WRITTEN EXERCISE >>
Write out all of the entries below word for word, line by line, changing nothing.

[Rows from a pointing dataset]
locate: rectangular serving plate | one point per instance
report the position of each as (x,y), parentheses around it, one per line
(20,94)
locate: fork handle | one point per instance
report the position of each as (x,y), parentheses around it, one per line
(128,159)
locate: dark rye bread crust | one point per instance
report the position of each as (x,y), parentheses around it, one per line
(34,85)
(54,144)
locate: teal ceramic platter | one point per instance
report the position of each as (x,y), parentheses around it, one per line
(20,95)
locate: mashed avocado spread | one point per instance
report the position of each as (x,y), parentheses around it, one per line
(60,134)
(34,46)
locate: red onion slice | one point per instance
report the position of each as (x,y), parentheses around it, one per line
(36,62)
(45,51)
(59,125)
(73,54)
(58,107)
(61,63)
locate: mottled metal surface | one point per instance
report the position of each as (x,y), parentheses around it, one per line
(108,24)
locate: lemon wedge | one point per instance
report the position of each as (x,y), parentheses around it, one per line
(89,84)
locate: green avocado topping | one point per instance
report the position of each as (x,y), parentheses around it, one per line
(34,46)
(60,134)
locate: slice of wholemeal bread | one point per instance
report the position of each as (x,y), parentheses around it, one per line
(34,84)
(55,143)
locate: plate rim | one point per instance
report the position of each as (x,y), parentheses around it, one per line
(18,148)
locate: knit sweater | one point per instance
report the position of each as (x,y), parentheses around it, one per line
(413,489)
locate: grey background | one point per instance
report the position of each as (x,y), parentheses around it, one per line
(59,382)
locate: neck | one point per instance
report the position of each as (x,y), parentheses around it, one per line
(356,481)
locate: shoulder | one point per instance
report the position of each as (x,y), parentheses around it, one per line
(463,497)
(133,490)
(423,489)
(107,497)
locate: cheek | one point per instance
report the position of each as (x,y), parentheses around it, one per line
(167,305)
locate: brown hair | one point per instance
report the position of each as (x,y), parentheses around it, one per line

OUTPUT FOR THIS TASK >>
locate: rectangular serving plate | one point per instance
report the position of each as (x,y), parentheses around it, one per line
(20,94)
locate: fork handle | one point per instance
report the position of each as (x,y), parentheses around it, one per line
(128,159)
locate: dark rye bread crust | one point per instance
report the position of each as (x,y), parentheses around it, one per line
(34,85)
(54,144)
locate: teal ceramic platter | one point per instance
report the position of each as (x,y), parentheses around it, one per line
(20,95)
locate: mashed avocado spread | one point per instance
report the position of each as (x,y), parentheses around it, one per line
(60,134)
(34,46)
locate: red onion slice | one point per instance
report the position of each as (x,y), parentheses around it, one per line
(36,62)
(45,51)
(59,125)
(73,54)
(58,107)
(61,63)
locate: mottled metal surface | one point per instance
report the position of each as (x,y), parentheses around it, one per line
(108,24)
locate: lemon wedge | one point per instance
report the position of each as (x,y), parentheses around it, one per line
(89,84)
locate: green avocado topping | one point per instance
report the position of each as (x,y), parentheses around it, one per line
(34,46)
(60,134)
locate: slice of wholemeal bread | one point per instance
report the position of each as (x,y), parentheses around it, one per line
(34,84)
(55,143)
locate: plate rim | one point per instance
report the position of each as (x,y), parentheses around it, one per line
(18,148)
locate: knit sweater | one point per instance
report the position of each as (x,y), parentheses around it, one per line
(413,489)
locate: grey background | one point per instance
report the position of each as (x,y), parentheses around it, one per line
(59,382)
locate: neck | one point per instance
report the position of each as (x,y), parentheses around it, one per line
(356,481)
locate: shoulder | one point per instance
report the position of each as (x,y), parentheses around it, one per line
(463,497)
(133,490)
(423,489)
(107,497)
locate: cheek | one point per instance
report the position of each as (x,y), parentheses around it, one per line
(167,305)
locate: brown hair | one point per instance
report the position of each as (x,y), parentheses around it, one per line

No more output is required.